**Exercise details:**
Go through the lines below. Copy those with "target".

++++ Extracted data

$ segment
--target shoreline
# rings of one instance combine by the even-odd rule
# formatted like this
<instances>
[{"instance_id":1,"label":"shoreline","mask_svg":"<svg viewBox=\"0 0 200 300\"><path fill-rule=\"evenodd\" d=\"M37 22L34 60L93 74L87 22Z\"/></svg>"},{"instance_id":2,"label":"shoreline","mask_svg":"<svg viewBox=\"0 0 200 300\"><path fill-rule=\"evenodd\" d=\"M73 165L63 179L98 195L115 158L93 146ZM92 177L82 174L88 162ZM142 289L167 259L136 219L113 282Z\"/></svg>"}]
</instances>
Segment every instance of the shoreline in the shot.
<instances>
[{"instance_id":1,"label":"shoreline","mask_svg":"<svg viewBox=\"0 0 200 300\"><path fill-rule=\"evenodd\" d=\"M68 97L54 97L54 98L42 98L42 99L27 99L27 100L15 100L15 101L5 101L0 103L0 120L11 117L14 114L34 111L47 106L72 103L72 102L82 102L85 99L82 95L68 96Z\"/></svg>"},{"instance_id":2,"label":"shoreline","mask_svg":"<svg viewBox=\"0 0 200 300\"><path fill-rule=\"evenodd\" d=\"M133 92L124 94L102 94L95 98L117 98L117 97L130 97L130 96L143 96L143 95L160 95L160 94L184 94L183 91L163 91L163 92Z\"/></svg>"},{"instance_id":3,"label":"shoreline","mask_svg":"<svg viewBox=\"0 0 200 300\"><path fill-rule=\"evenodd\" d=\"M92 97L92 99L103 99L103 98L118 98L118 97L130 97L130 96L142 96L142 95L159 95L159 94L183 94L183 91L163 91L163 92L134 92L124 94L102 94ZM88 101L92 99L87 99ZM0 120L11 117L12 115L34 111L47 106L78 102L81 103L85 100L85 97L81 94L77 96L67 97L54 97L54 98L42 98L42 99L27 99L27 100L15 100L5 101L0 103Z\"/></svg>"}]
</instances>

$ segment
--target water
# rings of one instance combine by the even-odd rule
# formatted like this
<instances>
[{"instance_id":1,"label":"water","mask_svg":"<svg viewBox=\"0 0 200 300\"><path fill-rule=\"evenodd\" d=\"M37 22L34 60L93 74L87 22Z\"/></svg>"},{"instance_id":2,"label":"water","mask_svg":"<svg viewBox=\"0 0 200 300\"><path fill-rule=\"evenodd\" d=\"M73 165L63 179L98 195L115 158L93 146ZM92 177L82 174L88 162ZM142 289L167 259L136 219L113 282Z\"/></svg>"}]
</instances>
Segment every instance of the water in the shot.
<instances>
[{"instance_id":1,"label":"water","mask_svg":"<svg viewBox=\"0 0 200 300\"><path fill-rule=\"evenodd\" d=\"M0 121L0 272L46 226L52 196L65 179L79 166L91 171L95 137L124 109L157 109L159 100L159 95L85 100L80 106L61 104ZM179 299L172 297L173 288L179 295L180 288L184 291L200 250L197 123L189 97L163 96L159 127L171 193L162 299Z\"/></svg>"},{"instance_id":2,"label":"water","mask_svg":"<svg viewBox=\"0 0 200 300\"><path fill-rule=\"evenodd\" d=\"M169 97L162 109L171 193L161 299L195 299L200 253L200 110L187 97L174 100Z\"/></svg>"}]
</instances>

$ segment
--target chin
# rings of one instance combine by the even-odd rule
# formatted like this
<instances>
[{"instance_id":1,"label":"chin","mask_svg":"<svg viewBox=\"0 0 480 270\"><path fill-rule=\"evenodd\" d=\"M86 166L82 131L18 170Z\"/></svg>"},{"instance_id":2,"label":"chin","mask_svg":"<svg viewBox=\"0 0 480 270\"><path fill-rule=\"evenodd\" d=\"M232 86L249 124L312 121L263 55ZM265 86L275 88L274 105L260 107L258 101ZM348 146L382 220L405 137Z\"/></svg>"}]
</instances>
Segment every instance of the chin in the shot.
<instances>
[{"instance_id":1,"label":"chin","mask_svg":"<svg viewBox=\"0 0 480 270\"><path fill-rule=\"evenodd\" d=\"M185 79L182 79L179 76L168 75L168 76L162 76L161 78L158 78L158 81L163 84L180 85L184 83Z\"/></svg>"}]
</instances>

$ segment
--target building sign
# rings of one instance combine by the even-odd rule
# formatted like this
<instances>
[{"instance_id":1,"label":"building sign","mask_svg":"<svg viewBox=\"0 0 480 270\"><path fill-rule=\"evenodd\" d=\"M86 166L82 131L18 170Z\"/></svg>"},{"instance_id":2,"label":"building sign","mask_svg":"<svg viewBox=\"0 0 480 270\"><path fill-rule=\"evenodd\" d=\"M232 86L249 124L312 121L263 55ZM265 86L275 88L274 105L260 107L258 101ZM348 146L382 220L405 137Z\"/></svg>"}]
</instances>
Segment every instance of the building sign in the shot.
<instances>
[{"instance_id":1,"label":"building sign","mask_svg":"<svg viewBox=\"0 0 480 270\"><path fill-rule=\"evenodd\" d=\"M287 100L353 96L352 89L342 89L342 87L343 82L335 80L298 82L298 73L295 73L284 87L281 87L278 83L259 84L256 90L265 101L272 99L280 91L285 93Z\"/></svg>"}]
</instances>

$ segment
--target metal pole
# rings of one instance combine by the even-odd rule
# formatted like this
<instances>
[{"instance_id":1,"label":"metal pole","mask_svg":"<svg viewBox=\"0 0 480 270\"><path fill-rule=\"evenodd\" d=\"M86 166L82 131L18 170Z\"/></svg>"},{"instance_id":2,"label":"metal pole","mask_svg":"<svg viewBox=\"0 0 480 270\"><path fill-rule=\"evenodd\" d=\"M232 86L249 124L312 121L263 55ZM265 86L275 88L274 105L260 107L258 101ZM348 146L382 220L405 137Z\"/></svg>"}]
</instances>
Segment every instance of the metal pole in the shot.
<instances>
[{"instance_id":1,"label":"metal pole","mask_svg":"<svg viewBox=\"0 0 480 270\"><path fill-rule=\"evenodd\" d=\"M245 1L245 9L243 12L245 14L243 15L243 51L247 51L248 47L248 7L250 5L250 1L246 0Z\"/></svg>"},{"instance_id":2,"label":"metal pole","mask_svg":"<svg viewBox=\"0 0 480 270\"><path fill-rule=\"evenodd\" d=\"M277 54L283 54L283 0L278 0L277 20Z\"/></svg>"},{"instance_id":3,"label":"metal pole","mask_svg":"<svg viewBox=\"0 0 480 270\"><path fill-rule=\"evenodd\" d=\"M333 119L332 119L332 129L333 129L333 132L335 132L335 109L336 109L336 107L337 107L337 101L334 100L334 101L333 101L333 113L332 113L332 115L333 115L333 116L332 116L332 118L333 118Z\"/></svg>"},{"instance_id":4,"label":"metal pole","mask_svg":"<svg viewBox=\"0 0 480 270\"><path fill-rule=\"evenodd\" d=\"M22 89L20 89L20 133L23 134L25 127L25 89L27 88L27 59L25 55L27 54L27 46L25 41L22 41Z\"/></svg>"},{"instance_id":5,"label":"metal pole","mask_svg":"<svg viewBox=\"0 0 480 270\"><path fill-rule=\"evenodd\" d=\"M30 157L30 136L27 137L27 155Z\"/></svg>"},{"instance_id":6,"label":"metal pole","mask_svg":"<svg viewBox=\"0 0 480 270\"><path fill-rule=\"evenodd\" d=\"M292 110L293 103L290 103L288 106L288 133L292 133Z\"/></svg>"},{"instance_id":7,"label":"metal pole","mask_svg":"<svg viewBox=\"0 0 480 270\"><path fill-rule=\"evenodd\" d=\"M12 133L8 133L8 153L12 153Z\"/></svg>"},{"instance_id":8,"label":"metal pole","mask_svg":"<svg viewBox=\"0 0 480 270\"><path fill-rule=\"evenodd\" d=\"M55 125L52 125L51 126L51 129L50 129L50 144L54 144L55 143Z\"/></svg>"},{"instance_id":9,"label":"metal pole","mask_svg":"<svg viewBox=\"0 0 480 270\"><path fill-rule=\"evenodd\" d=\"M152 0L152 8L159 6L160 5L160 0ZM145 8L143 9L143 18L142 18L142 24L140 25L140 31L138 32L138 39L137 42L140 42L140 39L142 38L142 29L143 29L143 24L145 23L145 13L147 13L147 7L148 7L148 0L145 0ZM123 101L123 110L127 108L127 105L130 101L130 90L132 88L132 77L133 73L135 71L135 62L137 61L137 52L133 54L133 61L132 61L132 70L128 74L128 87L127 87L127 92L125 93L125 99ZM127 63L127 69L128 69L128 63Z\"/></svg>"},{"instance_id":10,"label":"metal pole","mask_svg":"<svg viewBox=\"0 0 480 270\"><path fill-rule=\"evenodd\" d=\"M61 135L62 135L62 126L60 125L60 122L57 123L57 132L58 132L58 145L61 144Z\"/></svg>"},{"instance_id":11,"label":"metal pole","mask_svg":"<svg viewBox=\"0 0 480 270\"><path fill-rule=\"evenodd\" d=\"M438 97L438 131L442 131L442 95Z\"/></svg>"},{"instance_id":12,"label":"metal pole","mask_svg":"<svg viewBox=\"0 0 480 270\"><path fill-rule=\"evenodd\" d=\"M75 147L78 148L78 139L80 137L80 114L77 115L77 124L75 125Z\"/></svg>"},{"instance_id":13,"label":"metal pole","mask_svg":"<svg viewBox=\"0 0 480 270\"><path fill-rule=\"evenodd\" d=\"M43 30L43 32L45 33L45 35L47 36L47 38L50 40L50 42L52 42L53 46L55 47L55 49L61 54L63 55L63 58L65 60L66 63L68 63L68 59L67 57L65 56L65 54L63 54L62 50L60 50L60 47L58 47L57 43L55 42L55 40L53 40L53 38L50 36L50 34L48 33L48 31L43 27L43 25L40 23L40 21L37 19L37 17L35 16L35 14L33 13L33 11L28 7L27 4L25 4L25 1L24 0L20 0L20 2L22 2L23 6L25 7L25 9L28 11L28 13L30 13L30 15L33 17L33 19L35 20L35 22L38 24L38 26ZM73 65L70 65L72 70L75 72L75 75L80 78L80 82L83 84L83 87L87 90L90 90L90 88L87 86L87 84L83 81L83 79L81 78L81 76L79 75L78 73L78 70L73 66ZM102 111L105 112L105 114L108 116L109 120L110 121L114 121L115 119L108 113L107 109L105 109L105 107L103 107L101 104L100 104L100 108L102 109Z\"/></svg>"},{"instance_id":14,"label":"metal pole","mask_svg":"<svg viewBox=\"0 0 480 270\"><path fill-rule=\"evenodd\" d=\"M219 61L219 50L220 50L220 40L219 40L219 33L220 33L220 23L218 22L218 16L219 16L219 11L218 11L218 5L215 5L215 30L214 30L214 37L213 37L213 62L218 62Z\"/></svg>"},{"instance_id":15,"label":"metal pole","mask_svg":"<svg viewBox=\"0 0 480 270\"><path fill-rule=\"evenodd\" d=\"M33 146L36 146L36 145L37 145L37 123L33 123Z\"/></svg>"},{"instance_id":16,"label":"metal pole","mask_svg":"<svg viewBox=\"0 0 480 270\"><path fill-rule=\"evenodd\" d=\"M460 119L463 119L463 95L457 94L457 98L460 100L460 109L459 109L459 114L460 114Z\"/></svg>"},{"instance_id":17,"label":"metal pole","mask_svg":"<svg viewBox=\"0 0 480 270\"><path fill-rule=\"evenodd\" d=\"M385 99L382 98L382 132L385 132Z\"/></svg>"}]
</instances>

++++++++

**Completed task:**
--target shoreline
--target water
--target chin
--target building sign
--target metal pole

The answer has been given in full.